- _Text to read_:
= Human rights group =

Non-governmental organization which advocates for human rights

A human rights group, or human rights organization, is a non-governmental organization (NGO) which advocates for human rights through identification of their violation, collecting incident data, its analysis and publication, promotion of public awareness while conducting institutional advocacy, and lobbying to halt these violations. Like other NGOs, human rights groups are defined in their characteristics by legal, including taxation, constraints under which they operate, namely:
- They are "non-governmental", meaning that they are established by private initiative, are free from governmental influence, and do not perform public functions;
- They have an aim that is nonprofit, meaning that if any profits are earned by the organisation, they are not distributed to its members but used in the pursuit of its objective;
- They do not use or promote violence or have clear connections with criminality;
- They have a formal existence with a statute and a democratic and representative structure, and normally, but not necessarily, enjoy legal personality under national law.

What distinguishes a human rights group from other political elements of any given society is that while political advocates usually seeking to protect only the rights of their own constituents, a human rights group seeks to defend the same rights for all members of that or any other society. Unlike political groups which seek to advance their own discrete interests or programs a human rights group attempts to keep the political process open to all legitimate participants in the societal conflicts where such human rights violations occur. This generally independent focus distinguishes human rights groups from sectarian and partisan groups such as for example trades unions, whose primary goal is to protect the interests of the members of unions.

- _Raw data_:
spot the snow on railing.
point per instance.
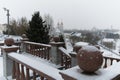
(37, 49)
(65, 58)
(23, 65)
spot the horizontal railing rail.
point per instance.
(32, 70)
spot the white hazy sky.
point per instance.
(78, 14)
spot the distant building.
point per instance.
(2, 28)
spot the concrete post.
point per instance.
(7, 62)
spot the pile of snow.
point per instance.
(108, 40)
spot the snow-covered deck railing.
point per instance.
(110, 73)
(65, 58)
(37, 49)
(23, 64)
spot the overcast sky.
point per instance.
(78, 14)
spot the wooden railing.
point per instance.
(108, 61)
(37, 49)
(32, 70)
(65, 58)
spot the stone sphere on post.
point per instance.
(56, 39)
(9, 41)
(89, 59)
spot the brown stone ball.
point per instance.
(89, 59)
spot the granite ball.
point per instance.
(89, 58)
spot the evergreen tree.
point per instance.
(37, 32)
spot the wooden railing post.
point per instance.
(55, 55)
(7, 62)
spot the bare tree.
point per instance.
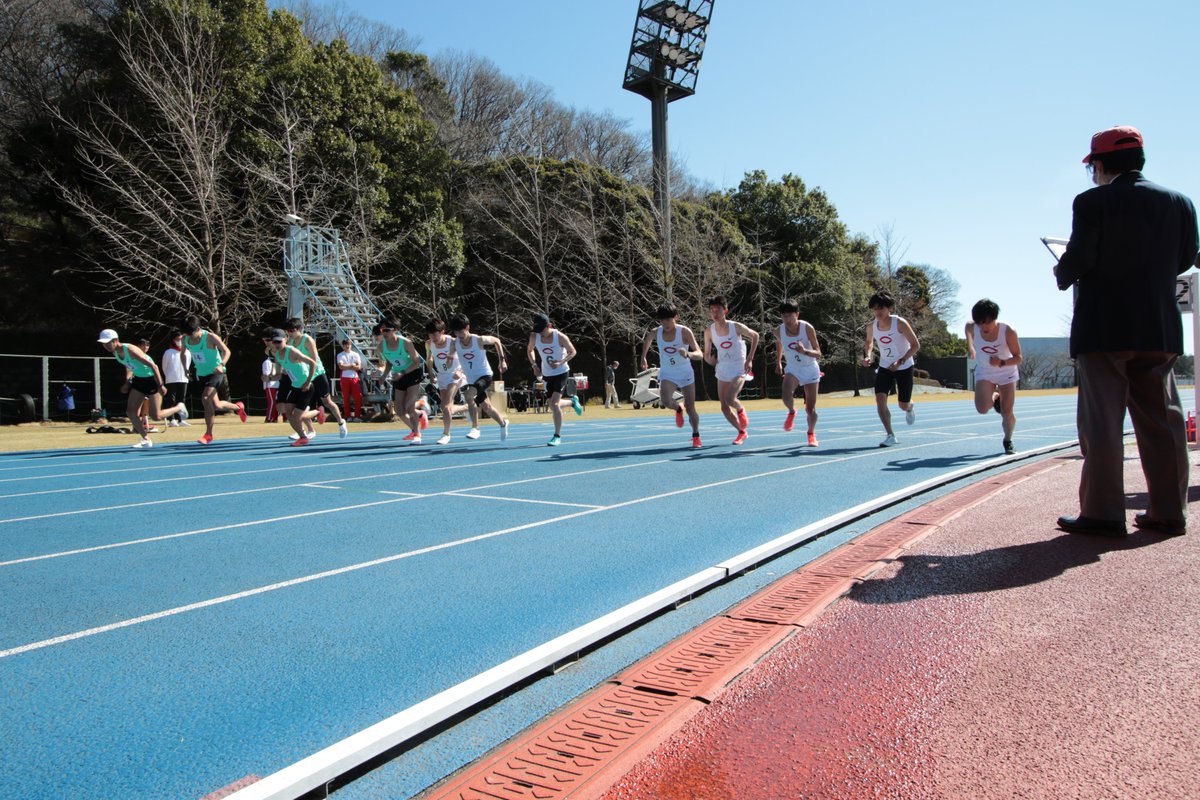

---

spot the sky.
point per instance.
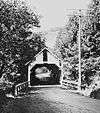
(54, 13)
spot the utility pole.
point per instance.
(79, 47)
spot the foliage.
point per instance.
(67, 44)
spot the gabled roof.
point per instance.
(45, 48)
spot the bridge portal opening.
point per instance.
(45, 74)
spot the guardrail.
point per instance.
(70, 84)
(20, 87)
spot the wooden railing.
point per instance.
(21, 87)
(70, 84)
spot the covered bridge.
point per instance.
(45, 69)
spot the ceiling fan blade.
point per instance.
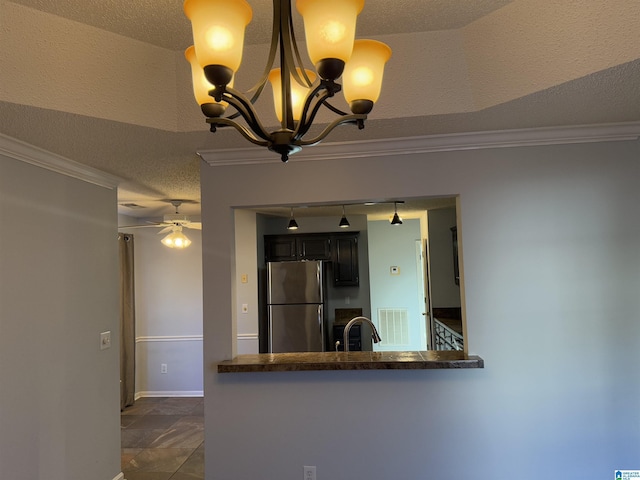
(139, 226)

---

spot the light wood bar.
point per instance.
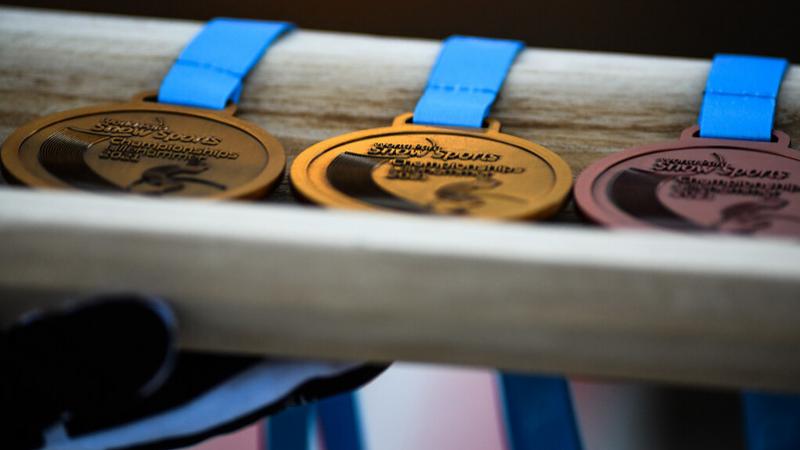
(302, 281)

- _Tasks to complete_:
1. In the text on human rights groups, what happens to any profits such an organization earns?
2. Count the lines of the records that contain the string "covered", treating case as significant.
The text about human rights groups and the records come from unrelated sources.

- _Results_:
1. They are not distributed to its members but are used in pursuit of its objective.

2. 2